▶ [Aufgabe A]: Ändere die Auflistung ab: Gib alle ihre Zeilen erneut aus und ersetze dabei jedes „Annotation guideline“ durch „Labeling guideline“. Alles andere bleibt unverändert.

Sarah-Lee Heinrich, die Sprecherin der Grünen Jugend, hat im Alter von 14 Jahren ein paar Tweets abgesetzt, die ohne Kontext noch schwerer verdaulich sind als Räucheraal. Wer Kinder im fortgeschrittenen Alter hat, erinnert sich vielleicht an diese Rap-Phase, wenn die Kleinen auf einmal krasse Worte verwenden, sich in bitterbrutaler Ironie versuchen und diesen albernen Opfergestus der koksenden Millionäre übernehmen, von wegen: Wie schwer und hart das Leben im Block war, zwischen den Gangs, mit dem, was das Crack von der Familie übrig gelassen hat. Sarah-Lee Heinrich hat in der Zeit erklärt, dass sie vom BattleRap inspiriert war, als sie die umstrittenen Tweets absetzte.

Zwei Fragen wurden ihr leider nicht gestellt. Erstens: Was genau war oder ist "eklig" an der deutschen Mehrheitsgesellschaft? Mal abgesehen davon, dass gruppenbezogene Merkmale ("eklig-weiße Mehrheitsgesellschaft/ewMg") lupenreiner Rassismus sind. Ich persönlich finde mich gar nicht so eklig, jedenfalls nicht immer, und die meisten Menschen, mit denen ich zu tun habe, auch nicht. Also: Was ist zum Ekeln? Und zweitens: Kann man die Geschichte von Sarah-Lee Heinrich nicht auch als Erfolgsgeschichte erzählen? Und die geht so: Die Tochter einer alleinerziehenden Mutter schafft unter anderem auch mit der von der ewMg über Jahre aufgebrachten Stütze erst das Abitur und dann den Weg an die Spitze der Jugendorganisation einer Regierungspartei. Nun boxt sie in einer Liga mit Tilman Kuban (CDU) ud bald vielleicht mit Kevin Kühnert (SPD). Bei Joschka Fischer war die Nation stolz auf gesellschaftliche Durchlässigkeit.

▶ [Datensatzinhalt]:
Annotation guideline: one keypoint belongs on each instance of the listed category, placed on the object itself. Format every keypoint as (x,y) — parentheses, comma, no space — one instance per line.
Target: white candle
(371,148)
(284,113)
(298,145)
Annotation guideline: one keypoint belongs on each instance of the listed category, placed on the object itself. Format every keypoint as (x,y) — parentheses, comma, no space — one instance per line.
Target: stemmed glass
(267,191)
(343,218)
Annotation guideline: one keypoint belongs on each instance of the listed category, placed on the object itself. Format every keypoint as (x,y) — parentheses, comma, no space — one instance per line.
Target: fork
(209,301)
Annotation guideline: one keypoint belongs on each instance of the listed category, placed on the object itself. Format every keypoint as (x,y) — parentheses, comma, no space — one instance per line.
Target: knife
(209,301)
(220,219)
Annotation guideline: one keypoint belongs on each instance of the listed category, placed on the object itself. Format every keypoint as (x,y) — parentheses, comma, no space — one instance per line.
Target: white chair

▶ [Aufgabe B]:
Beantworte anhand des Ausgangstexts kurz die folgenden Fragen.
(i) In welchem Alter setzte Sarah-Lee Heinrich die Tweets ab?
(ii) Wovon war sie nach eigener Erklärung beim Absetzen der umstrittenen Tweets inspiriert?
(iii) Mit welchem CDU-Politiker boxt sie dem Ausgangstext zufolge nun in einer Liga?

▶ [Ergebnis A]:
Labeling guideline: one keypoint belongs on each instance of the listed category, placed on the object itself. Format every keypoint as (x,y) — parentheses, comma, no space — one instance per line.
Target: white candle
(371,148)
(284,113)
(298,145)
Labeling guideline: one keypoint belongs on each instance of the listed category, placed on the object itself. Format every keypoint as (x,y) — parentheses, comma, no space — one instance per line.
Target: stemmed glass
(267,191)
(343,218)
Labeling guideline: one keypoint belongs on each instance of the listed category, placed on the object itself. Format every keypoint as (x,y) — parentheses, comma, no space — one instance per line.
Target: fork
(209,301)
Labeling guideline: one keypoint belongs on each instance of the listed category, placed on the object itself. Format every keypoint as (x,y) — parentheses, comma, no space — one instance per line.
Target: knife
(209,301)
(220,219)
Labeling guideline: one keypoint belongs on each instance of the listed category, placed on the object itself. Format every keypoint as (x,y) — parentheses, comma, no space — one instance per line.
Target: white chair

▶ [Ergebnis B]:
(i) Im Alter von 14 Jahren.
(ii) Vom BattleRap.
(iii) Mit Tilman Kuban.